### What the exercise asks
Can you repeat the stretch of the listing below from the line containing "Where is each instance of the white" through the line containing "point(72, 245)", unchanged?

### Excerpts from a point labeling dataset
— Begin —

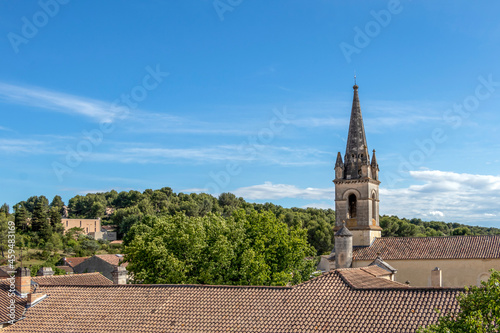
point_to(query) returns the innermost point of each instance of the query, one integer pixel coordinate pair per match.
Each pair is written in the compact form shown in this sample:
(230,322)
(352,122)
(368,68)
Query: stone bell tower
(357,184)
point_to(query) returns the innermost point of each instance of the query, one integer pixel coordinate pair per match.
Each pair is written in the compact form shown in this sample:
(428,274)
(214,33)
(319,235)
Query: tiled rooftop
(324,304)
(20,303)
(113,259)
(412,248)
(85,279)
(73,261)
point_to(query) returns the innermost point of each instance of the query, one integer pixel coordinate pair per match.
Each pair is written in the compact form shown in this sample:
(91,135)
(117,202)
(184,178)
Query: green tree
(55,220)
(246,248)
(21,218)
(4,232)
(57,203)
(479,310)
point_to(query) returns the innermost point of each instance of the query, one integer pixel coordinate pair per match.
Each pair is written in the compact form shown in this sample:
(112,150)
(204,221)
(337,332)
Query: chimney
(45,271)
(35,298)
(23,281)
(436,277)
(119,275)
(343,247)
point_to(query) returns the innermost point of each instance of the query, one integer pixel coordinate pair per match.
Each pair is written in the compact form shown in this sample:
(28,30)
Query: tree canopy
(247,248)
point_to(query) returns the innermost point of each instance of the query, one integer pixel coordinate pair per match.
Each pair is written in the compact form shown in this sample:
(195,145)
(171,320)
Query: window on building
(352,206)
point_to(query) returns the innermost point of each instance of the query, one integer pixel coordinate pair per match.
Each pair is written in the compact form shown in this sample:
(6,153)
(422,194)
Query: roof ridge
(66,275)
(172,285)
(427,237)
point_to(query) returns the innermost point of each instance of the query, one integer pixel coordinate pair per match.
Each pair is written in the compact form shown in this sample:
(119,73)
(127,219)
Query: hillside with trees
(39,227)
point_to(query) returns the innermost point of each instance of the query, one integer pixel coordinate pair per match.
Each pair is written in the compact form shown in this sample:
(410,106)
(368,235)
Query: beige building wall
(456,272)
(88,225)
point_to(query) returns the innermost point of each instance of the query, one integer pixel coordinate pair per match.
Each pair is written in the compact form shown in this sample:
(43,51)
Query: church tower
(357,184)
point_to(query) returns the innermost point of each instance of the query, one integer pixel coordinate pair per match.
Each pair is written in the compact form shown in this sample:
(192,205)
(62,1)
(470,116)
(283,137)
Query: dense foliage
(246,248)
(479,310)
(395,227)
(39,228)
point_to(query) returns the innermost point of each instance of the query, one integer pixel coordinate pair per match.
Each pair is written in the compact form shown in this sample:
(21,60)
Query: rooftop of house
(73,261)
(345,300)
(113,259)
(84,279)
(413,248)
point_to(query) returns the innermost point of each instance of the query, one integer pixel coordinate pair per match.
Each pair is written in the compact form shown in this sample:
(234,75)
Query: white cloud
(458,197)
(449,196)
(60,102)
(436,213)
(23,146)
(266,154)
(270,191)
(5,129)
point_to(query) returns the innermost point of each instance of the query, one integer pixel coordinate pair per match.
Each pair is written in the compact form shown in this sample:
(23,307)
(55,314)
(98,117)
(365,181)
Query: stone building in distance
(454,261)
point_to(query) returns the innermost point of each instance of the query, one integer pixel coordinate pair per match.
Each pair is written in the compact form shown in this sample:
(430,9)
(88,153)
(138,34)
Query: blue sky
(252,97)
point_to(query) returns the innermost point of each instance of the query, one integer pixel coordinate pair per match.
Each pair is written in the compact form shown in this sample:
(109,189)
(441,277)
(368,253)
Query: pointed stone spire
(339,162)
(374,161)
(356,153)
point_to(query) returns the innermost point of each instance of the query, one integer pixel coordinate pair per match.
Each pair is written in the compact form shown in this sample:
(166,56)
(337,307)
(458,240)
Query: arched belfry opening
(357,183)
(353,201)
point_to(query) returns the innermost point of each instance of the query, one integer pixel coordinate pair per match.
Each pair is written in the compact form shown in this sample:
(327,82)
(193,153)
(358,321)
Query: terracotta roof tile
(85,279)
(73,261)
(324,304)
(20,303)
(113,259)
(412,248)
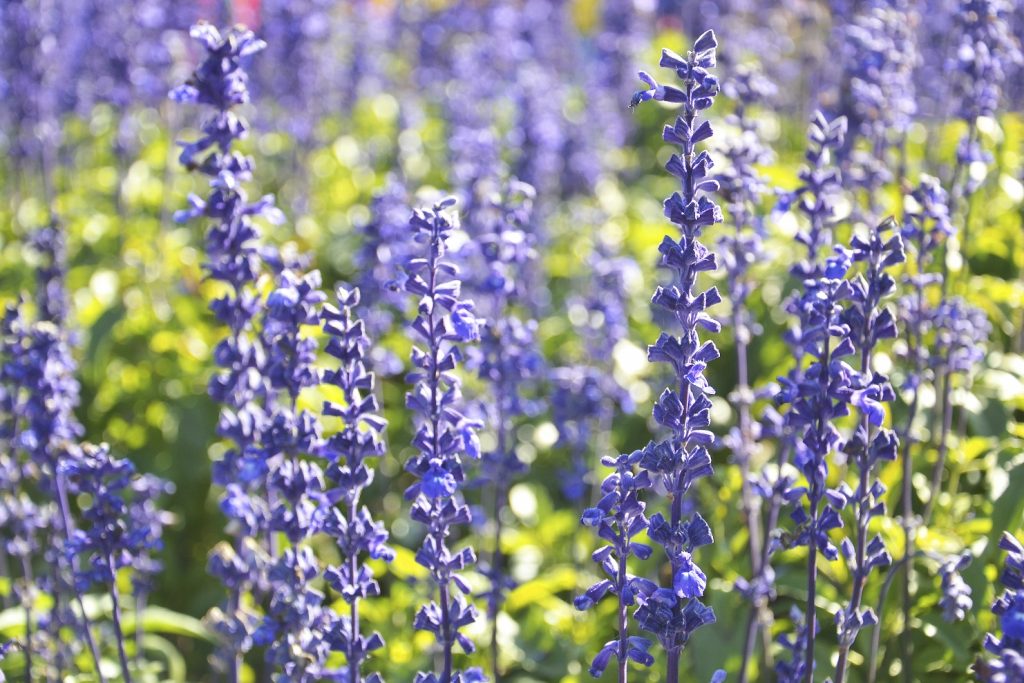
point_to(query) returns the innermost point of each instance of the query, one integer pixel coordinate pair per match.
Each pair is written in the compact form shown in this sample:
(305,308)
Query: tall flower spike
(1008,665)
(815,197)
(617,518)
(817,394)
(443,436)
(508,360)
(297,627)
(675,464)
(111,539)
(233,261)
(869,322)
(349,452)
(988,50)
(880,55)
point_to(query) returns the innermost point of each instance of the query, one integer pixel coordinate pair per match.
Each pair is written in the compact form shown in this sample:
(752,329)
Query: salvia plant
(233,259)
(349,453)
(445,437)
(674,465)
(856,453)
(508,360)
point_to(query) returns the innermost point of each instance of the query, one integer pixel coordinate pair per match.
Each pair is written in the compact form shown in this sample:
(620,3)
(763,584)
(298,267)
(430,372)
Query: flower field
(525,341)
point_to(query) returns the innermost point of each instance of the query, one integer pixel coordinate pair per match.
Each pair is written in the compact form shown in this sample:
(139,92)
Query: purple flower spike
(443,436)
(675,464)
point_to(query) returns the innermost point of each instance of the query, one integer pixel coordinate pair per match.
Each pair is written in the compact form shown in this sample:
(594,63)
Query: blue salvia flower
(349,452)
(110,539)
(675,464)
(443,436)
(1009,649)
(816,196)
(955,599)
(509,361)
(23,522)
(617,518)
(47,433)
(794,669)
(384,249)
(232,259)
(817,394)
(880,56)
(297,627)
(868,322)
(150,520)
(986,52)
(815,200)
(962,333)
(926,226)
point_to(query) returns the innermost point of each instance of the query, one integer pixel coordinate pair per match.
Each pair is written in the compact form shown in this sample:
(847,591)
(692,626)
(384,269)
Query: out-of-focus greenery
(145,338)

— End —
— Begin —

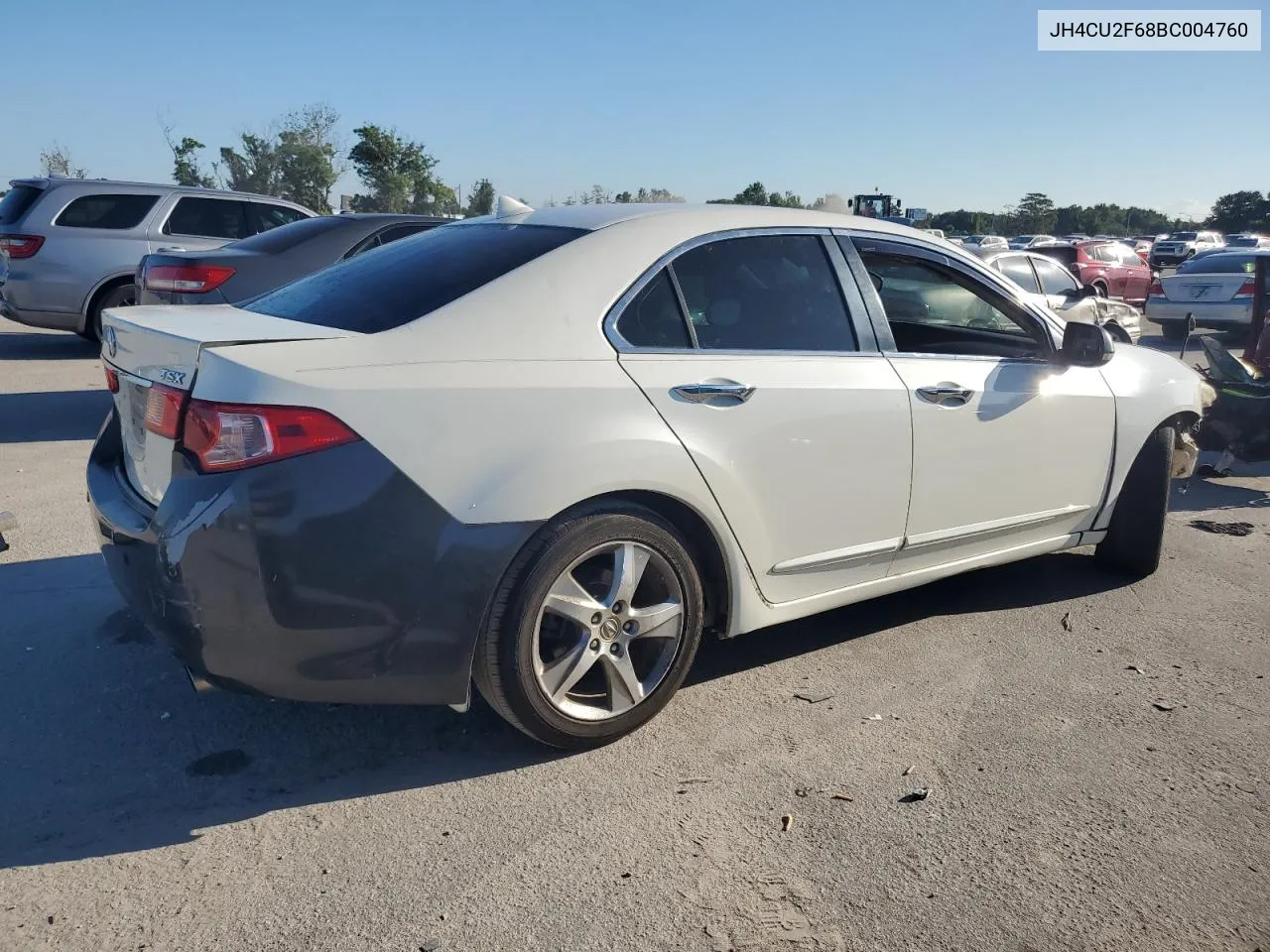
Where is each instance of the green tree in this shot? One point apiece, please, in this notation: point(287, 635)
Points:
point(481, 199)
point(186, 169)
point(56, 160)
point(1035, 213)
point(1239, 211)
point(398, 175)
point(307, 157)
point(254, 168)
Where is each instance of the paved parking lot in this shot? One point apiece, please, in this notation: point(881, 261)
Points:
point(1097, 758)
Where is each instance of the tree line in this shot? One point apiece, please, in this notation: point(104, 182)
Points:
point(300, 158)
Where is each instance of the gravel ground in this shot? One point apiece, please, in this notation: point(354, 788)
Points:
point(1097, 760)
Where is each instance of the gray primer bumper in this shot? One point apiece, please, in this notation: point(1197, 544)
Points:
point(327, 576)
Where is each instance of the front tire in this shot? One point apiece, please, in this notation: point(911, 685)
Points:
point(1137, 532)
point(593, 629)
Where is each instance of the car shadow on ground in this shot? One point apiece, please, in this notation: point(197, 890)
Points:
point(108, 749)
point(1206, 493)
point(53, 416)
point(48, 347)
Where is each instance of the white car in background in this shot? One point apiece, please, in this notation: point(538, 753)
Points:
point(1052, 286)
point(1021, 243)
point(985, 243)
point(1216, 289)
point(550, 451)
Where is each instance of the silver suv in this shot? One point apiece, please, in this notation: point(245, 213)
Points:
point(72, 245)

— End —

### Finished task
Where is each instance of the white car in background in this shot? One point apiece, please, in this notation: point(538, 753)
Points:
point(1052, 286)
point(1021, 243)
point(985, 243)
point(1216, 289)
point(550, 451)
Where is each instance of the silver suv in this shot? One point apiece, please, in this notation: point(245, 213)
Points:
point(72, 245)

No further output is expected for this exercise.